Chancellor Rishi Sunak must swiftly invest in public services hit hardest by the pandemic or face much greater costs down the line, a report has warned.
In a briefing days before next week’s Spending Review, the Institute for Government think-tank and Chartered Institute of Public Finance and Accountancy (CIPFA) highlighted adult social care, children’s social care, schools and neighbourhood services as among nine sectors with massive backlogs or financial challenges.
The so-called performance tracker said that, although Government spending on public services rose by £155bn across the UK in 2020-21 and 2021-22, local authorities and schools were among the services that ‘did not receive enough money to cover their extra costs’.
It said that, as a result, they have entered the recovery in a worse financial position and face even tighter funding squeezes over the next two years.
The report added that, as some departmental budgets continue to enjoy protection, the money left for other ‘unprotected’ public services will be 2.3% lower in real terms in 2022-23 than 2020-21 and 1.5% lower in 2023-24.

##########

(Exercise prompt)
Please extend the article on public service funding ahead of the Spending Review, starting after its final sentence. The items that come next are separate material with no link to the article on public service funding.

(Pointing data grounded in images)

##########

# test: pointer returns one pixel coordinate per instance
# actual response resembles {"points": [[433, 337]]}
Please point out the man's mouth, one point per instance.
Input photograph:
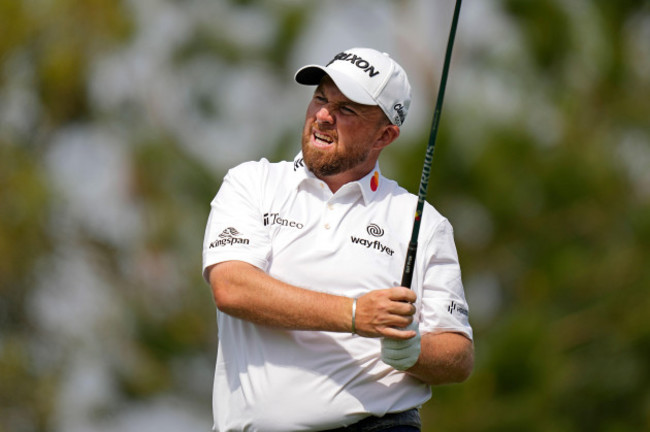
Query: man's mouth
{"points": [[322, 139]]}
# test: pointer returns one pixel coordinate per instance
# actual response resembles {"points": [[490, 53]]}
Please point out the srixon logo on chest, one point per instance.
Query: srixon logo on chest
{"points": [[357, 61]]}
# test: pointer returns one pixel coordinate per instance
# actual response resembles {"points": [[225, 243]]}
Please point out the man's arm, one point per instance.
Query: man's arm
{"points": [[244, 291], [445, 358]]}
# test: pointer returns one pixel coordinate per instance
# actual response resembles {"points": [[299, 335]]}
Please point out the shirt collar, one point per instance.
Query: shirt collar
{"points": [[368, 185]]}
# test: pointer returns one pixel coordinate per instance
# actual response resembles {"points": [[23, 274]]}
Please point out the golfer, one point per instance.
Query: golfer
{"points": [[304, 259]]}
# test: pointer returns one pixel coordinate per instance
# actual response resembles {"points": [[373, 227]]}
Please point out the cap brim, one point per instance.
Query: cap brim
{"points": [[313, 74]]}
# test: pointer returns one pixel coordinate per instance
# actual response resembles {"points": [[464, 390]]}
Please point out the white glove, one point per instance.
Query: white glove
{"points": [[401, 353]]}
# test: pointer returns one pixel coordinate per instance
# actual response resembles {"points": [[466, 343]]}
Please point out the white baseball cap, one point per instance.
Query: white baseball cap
{"points": [[368, 77]]}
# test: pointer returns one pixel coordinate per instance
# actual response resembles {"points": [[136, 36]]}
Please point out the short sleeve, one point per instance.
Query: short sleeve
{"points": [[235, 228], [444, 307]]}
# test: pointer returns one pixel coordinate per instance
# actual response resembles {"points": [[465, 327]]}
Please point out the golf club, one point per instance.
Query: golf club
{"points": [[407, 275]]}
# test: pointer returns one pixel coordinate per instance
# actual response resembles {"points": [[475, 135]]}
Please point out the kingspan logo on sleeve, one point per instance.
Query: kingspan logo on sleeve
{"points": [[456, 308], [375, 231], [228, 237]]}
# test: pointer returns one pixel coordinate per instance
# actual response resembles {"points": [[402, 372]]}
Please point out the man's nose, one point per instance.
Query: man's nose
{"points": [[324, 116]]}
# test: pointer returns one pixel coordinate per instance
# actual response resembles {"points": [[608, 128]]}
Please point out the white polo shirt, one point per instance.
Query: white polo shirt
{"points": [[282, 219]]}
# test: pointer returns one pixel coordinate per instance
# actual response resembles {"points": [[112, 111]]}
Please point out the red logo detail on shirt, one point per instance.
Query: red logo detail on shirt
{"points": [[374, 181]]}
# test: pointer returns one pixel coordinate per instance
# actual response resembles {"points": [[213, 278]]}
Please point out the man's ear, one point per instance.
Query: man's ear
{"points": [[388, 134]]}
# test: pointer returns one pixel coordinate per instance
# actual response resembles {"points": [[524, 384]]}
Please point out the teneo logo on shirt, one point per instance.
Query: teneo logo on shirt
{"points": [[275, 219], [228, 237], [376, 231]]}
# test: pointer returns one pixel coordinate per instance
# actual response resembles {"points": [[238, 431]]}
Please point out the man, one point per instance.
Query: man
{"points": [[304, 260]]}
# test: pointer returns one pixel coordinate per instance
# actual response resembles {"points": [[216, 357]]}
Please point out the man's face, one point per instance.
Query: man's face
{"points": [[340, 135]]}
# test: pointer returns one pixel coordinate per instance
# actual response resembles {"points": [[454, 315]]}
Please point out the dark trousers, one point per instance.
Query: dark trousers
{"points": [[407, 421]]}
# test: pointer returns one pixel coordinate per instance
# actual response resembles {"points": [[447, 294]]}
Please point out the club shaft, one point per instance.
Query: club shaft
{"points": [[409, 263]]}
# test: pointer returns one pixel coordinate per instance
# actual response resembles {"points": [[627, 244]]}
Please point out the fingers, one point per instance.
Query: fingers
{"points": [[386, 313], [402, 294]]}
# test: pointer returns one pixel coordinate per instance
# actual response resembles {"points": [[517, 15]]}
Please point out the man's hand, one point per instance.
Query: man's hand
{"points": [[386, 313], [401, 354]]}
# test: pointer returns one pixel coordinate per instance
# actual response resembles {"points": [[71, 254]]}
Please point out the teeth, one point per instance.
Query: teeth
{"points": [[323, 137]]}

##########

(Result)
Nearly half of councils (46%) were forced to dip into their reserves last year.
Referrals to children’s social care were 11% down on the recent average between April 2020 and July 2021, which the paper said suggested councils have been unable to identify, assess and support children as quickly as normal.
Chief executive officer of CIPFA, Rob Whiteman, said: ‘This year’s performance tracker paints a stark picture: many public services are effectively out of reach for millions of people across England, amid an alarming increase in the cost of maintaining services at current levels.
'Today’s unprecedented backlogs show the immense pressure that COVID-19 has placed on public services over the past year-and-a-half, on top of the existing cost and demand pressures felt in previous years.
‘The pandemic’s disruption to services has taught us how to be more digital, how to lower certain costs and, perhaps, most importantly, the importance of preventative services.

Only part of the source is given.